## Start

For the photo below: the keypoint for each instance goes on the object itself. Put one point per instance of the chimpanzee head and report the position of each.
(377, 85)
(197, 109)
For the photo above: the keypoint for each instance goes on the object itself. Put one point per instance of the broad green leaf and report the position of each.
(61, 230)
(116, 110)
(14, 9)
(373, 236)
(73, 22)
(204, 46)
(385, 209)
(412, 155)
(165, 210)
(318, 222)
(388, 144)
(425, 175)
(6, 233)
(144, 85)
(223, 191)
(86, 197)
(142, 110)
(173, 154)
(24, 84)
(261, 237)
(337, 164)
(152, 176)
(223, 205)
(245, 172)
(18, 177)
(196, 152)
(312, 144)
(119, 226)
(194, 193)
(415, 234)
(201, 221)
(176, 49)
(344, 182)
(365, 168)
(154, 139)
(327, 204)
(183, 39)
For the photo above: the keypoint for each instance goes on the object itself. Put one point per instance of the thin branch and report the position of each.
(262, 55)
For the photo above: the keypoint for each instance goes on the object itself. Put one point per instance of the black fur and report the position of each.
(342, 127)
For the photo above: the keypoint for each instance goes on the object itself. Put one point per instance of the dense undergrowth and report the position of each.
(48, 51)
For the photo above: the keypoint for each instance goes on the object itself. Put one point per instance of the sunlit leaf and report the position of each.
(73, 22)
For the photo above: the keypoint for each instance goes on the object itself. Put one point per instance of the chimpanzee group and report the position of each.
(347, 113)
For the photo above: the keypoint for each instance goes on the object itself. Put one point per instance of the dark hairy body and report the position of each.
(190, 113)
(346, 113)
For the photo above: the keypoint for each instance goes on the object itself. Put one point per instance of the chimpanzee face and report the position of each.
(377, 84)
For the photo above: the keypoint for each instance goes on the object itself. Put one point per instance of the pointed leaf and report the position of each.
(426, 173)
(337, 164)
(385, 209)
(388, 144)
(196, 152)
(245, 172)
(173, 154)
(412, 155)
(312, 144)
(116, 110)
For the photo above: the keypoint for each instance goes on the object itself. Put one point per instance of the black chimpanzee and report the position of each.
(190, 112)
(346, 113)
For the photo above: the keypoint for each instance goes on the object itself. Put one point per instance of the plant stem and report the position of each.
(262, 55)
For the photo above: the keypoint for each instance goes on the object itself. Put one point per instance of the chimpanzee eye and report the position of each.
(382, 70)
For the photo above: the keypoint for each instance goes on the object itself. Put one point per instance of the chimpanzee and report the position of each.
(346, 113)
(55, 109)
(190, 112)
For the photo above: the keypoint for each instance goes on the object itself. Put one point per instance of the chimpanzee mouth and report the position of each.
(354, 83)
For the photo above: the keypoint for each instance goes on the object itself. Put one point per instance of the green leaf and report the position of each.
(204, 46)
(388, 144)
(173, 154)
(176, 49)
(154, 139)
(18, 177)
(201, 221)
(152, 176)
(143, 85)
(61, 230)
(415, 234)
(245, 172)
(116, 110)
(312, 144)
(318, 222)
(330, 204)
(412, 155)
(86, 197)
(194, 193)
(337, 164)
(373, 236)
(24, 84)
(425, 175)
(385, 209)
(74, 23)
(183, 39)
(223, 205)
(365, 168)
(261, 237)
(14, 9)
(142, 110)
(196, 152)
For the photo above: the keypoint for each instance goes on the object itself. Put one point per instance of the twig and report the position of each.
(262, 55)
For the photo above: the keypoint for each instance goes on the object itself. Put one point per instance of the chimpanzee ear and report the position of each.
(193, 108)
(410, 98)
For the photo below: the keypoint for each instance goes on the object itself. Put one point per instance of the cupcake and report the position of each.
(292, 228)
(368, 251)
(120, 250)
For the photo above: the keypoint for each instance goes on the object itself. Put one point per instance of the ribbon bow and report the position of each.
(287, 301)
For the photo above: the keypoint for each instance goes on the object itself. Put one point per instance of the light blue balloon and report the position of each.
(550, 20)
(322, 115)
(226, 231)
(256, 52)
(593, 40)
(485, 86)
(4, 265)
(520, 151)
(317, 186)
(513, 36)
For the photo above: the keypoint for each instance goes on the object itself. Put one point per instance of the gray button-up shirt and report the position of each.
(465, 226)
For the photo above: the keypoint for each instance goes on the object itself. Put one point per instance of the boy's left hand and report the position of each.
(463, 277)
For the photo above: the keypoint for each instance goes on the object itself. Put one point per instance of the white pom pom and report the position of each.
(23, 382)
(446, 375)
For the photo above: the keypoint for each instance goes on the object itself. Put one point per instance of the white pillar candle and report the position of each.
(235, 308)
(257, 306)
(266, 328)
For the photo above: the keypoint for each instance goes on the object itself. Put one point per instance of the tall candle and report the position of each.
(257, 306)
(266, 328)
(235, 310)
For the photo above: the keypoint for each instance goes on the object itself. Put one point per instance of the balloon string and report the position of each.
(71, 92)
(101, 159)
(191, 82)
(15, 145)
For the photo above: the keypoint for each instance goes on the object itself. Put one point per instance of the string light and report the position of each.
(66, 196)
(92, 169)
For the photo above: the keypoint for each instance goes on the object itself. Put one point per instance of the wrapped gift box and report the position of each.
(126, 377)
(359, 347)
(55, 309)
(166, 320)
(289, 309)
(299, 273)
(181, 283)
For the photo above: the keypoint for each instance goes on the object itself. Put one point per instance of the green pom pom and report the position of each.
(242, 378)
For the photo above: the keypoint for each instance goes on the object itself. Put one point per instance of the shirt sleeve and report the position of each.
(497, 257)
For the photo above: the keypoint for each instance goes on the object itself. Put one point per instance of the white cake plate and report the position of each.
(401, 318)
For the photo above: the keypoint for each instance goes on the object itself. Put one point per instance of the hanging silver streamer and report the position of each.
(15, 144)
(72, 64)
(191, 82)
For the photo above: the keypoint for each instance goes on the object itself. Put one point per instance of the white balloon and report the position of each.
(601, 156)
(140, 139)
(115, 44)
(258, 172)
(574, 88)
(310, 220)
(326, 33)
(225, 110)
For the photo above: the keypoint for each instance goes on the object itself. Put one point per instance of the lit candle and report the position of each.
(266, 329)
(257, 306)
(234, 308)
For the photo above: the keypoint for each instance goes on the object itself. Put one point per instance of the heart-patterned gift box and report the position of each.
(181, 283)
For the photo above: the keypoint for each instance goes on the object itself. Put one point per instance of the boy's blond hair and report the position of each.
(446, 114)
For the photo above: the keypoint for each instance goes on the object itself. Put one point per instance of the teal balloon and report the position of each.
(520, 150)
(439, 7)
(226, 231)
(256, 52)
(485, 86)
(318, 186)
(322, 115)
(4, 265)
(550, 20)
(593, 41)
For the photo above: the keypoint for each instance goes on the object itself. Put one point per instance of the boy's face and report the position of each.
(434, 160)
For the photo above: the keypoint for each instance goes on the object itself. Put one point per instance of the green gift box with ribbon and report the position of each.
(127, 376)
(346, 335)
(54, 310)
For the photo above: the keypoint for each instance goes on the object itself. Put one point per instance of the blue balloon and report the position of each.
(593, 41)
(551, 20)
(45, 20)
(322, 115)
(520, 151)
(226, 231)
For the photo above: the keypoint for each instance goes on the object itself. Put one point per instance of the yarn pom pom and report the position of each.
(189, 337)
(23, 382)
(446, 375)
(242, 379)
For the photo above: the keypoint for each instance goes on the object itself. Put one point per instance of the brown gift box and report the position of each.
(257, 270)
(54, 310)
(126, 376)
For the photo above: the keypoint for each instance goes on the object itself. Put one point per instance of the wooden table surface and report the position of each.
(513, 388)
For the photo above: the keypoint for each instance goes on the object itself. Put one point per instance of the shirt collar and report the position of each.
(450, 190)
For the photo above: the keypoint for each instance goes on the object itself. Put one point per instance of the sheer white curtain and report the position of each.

## End

# REQUIREMENT
From the records above, extract every entry exactly as given.

# ANSWER TO THIS EXERCISE
For the photo below: the keypoint for each instance goes on the object itself. Put one point per instance of the chimpanzee head and report the position of each.
(377, 85)
(197, 109)
For the photo above: the keypoint for each instance goes on the object itself. Put one point per instance of the broad green leaf and report the position of each.
(61, 230)
(116, 110)
(14, 9)
(373, 236)
(73, 22)
(204, 46)
(385, 209)
(412, 155)
(165, 210)
(318, 222)
(388, 144)
(425, 175)
(6, 233)
(144, 85)
(223, 191)
(86, 197)
(142, 110)
(173, 154)
(24, 84)
(261, 237)
(337, 164)
(152, 176)
(223, 205)
(245, 172)
(18, 177)
(196, 152)
(312, 144)
(119, 226)
(194, 193)
(415, 234)
(201, 221)
(176, 49)
(344, 182)
(365, 168)
(154, 139)
(327, 204)
(183, 39)
For the photo above: the keypoint for each instance goes on the object itself. Put one point per instance of the thin branch and report the position of each.
(262, 55)
For the photo above: the keypoint for each instance goes on the object itself. Put one point per instance of the black fur and report the position of each.
(342, 127)
For the photo above: the keypoint for each instance goes on the object itself. Put one point per instance of the dense undergrowth and report the position of each.
(48, 51)
For the photo above: the keypoint for each instance goes on the object itself. Put one point per instance of the sunlit leaf and report the position of each.
(73, 22)
For the photo above: the keypoint for each instance goes on the object itself. Put one point per instance of the chimpanzee group and report the position of each.
(347, 113)
For the photo above: the keypoint for each instance goes on the object itself. Put one point per instance of the dark hairy body and report the position of each.
(190, 113)
(346, 113)
For the photo above: the keypoint for each instance goes on the object itself. Put one point per instance of the chimpanzee face and report the position of each.
(377, 84)
For the photo above: the keypoint for each instance goes on the object itself. Put one point per instance of the pointed leaf and report the position of each.
(426, 173)
(337, 164)
(385, 209)
(388, 144)
(196, 152)
(245, 172)
(173, 154)
(412, 155)
(312, 144)
(116, 110)
For the photo above: the keypoint for each instance goes on the object itself. Put one point per instance of the black chimpanzee and report the position of each.
(190, 112)
(346, 113)
For the photo above: the keypoint for each instance goes on the object itself. Put one point per instance of the plant stem and report the position of each.
(262, 55)
For the photo above: the keypoint for each instance goes on the object itself. Put one point per instance of the chimpanzee eye and report the position of each.
(382, 70)
For the photo above: the keypoint for each instance goes on the object itself. Put one point per instance of the chimpanzee and report the position of each.
(346, 113)
(55, 109)
(190, 112)
For the photo above: the keypoint for each instance goes on the object itself. Put one point per instance of the chimpanzee mouth and report the position of each.
(354, 83)
For the photo above: the keypoint for each instance goes on the object itself. Put one point per instance of the green leaf and report the position of each.
(204, 46)
(388, 144)
(173, 154)
(176, 49)
(154, 139)
(18, 177)
(201, 221)
(152, 176)
(143, 85)
(61, 230)
(415, 234)
(245, 172)
(116, 110)
(312, 144)
(318, 222)
(330, 204)
(412, 155)
(86, 197)
(194, 193)
(337, 164)
(373, 236)
(24, 84)
(425, 175)
(385, 209)
(74, 23)
(183, 39)
(223, 205)
(365, 168)
(261, 237)
(14, 9)
(142, 110)
(196, 152)
For the photo above: the keypoint for each instance goes on the object itself. Put one point per instance of the twig and report the position of each.
(262, 55)
For the photo above: the keypoint for each instance goes on the object itself. Put one point per instance of the chimpanzee ear and report the position of each.
(193, 108)
(410, 98)
For the photo below: the keypoint for each instance goes on the object itself. Put one point per instance of the cupcake and report the position of each.
(292, 228)
(368, 251)
(120, 250)
For the photo above: the keypoint for each instance goes on the object itself. Put one point per instance of the ribbon bow and report the position of each.
(287, 301)
For the photo above: the keypoint for each instance goes on the object itself. Put one point per instance of the light blue balloon and report the position of each.
(550, 20)
(322, 115)
(226, 231)
(256, 52)
(593, 40)
(485, 86)
(4, 265)
(520, 151)
(317, 186)
(513, 36)
For the photo above: the keypoint for each instance goes on the object itself. Put one point per instance of the gray button-up shirt and report the position of each.
(465, 226)
For the photo above: the keypoint for each instance goes on the object itself. Put one point per instance of the boy's left hand and report the position of each.
(463, 277)
For the photo above: the keypoint for each instance goes on the object itself. Put one point per instance of the white pom pom and report the position of each.
(23, 382)
(446, 375)
For the photo above: the keypoint for each instance goes on the object itself. Put one point per instance of the white pillar candle and report the position of each.
(235, 308)
(257, 306)
(266, 328)
For the photo above: the keypoint for each instance goes on the object itself. Put one point per instance of the tall candle and report the position of each.
(257, 306)
(266, 328)
(235, 310)
For the photo above: the keypoint for each instance goes on the object itself. Put one point per instance of the balloon string and report the position of each.
(71, 92)
(101, 159)
(191, 82)
(15, 145)
For the photo above: the keypoint for each instance goes on the object itself. Put one point per instance of the string light and report the position of each.
(66, 196)
(92, 169)
For the photo above: the keypoint for each instance goes on the object itself. Put one point per instance of the wrapped gift box and report the position of each.
(126, 377)
(359, 347)
(55, 309)
(166, 320)
(289, 309)
(299, 273)
(181, 283)
For the photo above: the keypoint for each instance goes on the object itself. Put one point per instance of the green pom pom and report the position of each.
(242, 378)
For the photo above: the keypoint for each instance goes on the object itself. Put one point per instance of the shirt sleeve and report the position of each.
(497, 257)
For the photo above: the keypoint for each instance goes on the object itself. Put one point per instance of the white cake plate and report the position of each.
(401, 318)
For the photo above: the keypoint for each instance goes on the object itself. Put one point per instance of the hanging silver streamer and report the position of each.
(15, 144)
(72, 64)
(191, 82)
For the photo above: the keypoint for each instance goes on the object itself. Put one point per instance of the white balloon and report the position of each.
(601, 156)
(140, 139)
(115, 44)
(258, 172)
(574, 88)
(310, 220)
(326, 33)
(225, 110)
For the photo above: the keypoint for each instance goes on the object itself. Put one point per instance of the lit candle and report the position of each.
(266, 329)
(257, 306)
(234, 308)
For the photo above: the keypoint for each instance goes on the object itself. Put one point per instance of the heart-patterned gift box and report the position of each.
(181, 283)
For the photo above: the keypoint for each instance goes on the object itself. Put one point per instance of the boy's blond hair and report the position of each.
(446, 114)
For the photo above: the keypoint for each instance goes on the object itself. Put one point per instance of the teal balloon and report the position of each.
(520, 150)
(439, 7)
(226, 231)
(256, 52)
(485, 86)
(318, 186)
(322, 115)
(4, 265)
(550, 20)
(593, 41)
For the photo above: the keypoint for each instance goes on the object itself. Put one point per instance of the boy's face and report the position of each.
(434, 160)
For the photo above: the keypoint for each instance goes on the object itself. Put one point per instance of the green gift box with ribbon and report the position of each.
(127, 376)
(346, 335)
(54, 310)
For the photo above: the keypoint for each instance goes on the object itself. Put one point per instance of the blue balloon and report the position of each.
(593, 41)
(551, 20)
(45, 20)
(322, 115)
(520, 151)
(226, 231)
For the photo above: the keypoint for each instance goes on the object itself. Put one point per instance of the yarn pom pom and report the position of each.
(189, 337)
(23, 382)
(446, 375)
(242, 379)
For the photo above: the keypoint for each instance goes on the object itself. Put one point per instance of the brown gift box and report the position of each.
(257, 270)
(54, 310)
(126, 376)
For the photo above: the keypoint for each instance goes on the object itself. Put one point per instance of the wooden table surface and report the position of each.
(513, 388)
For the photo above: the keypoint for each instance goes on the object itself. Put one point per instance of the shirt collar and report the position of each.
(450, 190)
For the photo above: the keypoint for each instance goes on the object itself. Put one point per instance of the sheer white curtain and report the position of each.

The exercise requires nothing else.